What the task asks →
Shift every bounding box coordinate up by 118 in the stretch of items from the line containing "Challenge round — find the green" through the line containing "[0,227,71,346]". Write out every line of that stretch again, keeping all other text unchanged.

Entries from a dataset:
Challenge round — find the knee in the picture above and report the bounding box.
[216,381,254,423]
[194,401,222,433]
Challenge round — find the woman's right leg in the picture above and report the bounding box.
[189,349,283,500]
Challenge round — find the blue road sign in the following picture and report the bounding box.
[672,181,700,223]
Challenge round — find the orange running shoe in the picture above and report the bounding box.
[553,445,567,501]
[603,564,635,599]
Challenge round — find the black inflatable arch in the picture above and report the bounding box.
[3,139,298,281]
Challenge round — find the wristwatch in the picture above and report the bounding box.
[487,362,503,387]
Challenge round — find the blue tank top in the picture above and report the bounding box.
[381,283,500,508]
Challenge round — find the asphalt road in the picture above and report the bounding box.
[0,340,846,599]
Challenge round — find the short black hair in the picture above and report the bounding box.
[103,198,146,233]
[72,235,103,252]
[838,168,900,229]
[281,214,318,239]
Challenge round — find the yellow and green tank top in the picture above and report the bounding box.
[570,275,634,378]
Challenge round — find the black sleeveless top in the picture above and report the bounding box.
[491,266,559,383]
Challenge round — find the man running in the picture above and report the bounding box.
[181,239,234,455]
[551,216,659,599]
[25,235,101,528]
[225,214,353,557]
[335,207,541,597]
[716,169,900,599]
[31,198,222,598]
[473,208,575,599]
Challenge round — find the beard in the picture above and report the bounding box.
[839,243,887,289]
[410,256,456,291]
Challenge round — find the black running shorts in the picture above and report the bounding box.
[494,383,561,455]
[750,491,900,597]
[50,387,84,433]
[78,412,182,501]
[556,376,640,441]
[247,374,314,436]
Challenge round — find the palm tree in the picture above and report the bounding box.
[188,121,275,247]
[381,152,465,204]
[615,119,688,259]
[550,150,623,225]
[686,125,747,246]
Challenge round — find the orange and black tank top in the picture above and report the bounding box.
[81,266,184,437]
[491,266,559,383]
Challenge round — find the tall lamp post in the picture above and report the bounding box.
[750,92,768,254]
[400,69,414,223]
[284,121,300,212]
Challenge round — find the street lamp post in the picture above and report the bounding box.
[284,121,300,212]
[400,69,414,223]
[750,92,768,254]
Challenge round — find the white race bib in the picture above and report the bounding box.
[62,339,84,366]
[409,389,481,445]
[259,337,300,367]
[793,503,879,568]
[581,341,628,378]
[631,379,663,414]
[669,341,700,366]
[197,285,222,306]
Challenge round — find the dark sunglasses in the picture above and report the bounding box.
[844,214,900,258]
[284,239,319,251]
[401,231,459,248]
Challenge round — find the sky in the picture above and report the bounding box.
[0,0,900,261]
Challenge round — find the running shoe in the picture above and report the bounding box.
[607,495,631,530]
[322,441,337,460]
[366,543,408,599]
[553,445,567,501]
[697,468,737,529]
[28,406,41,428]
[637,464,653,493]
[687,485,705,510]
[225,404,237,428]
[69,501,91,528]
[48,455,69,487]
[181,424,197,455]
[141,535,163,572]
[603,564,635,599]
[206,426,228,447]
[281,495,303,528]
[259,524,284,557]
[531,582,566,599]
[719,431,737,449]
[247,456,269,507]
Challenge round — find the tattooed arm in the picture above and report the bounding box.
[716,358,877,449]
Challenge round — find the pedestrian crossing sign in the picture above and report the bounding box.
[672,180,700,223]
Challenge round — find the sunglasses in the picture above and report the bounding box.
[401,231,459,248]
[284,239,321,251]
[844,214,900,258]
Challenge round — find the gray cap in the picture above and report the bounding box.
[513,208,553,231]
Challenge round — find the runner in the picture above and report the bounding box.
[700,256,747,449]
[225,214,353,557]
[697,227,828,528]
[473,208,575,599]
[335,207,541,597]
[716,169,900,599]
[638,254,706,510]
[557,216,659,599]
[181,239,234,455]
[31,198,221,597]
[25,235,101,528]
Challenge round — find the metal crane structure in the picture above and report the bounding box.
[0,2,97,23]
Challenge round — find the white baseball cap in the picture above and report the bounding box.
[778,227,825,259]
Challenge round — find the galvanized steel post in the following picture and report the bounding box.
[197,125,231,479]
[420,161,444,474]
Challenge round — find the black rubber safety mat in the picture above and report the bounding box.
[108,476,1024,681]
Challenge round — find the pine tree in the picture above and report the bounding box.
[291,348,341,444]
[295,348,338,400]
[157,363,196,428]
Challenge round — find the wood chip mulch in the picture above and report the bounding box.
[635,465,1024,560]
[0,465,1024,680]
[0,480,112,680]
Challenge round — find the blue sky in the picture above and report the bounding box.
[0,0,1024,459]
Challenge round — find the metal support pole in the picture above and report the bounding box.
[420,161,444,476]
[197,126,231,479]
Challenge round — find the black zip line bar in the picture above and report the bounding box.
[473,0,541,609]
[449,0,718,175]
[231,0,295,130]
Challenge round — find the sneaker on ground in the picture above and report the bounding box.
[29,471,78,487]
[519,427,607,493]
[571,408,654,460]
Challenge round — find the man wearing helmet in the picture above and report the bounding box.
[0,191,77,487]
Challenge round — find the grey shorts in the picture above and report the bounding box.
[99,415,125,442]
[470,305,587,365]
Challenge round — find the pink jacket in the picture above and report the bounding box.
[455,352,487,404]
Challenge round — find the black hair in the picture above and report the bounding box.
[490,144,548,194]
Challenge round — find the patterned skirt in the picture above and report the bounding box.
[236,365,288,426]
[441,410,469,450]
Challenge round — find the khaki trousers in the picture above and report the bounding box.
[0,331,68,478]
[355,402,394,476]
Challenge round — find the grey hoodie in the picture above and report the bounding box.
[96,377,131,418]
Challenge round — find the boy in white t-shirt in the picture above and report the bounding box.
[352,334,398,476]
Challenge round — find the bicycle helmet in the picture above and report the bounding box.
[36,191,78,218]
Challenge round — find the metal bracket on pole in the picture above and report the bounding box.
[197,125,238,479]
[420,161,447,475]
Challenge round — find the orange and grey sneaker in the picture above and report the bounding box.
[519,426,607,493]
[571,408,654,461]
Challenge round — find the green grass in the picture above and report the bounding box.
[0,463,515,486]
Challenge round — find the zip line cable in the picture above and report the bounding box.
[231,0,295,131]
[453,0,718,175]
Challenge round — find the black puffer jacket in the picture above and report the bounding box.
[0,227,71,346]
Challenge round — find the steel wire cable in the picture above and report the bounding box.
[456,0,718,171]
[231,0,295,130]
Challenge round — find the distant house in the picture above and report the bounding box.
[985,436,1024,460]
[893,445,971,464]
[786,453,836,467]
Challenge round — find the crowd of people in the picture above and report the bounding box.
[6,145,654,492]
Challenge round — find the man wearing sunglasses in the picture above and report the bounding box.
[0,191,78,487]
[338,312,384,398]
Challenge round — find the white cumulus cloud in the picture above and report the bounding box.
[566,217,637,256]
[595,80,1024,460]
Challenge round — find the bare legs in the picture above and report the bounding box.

Task output →
Challenge round — find the green grass in the picture above and report the bounding box.
[118,581,633,604]
Challenge round — find the zip line cable in the picture above and report the bounding box.
[349,118,413,249]
[571,118,836,293]
Challenge round — find the black puffer jacket in the picture above and report the bounding box.
[118,345,189,464]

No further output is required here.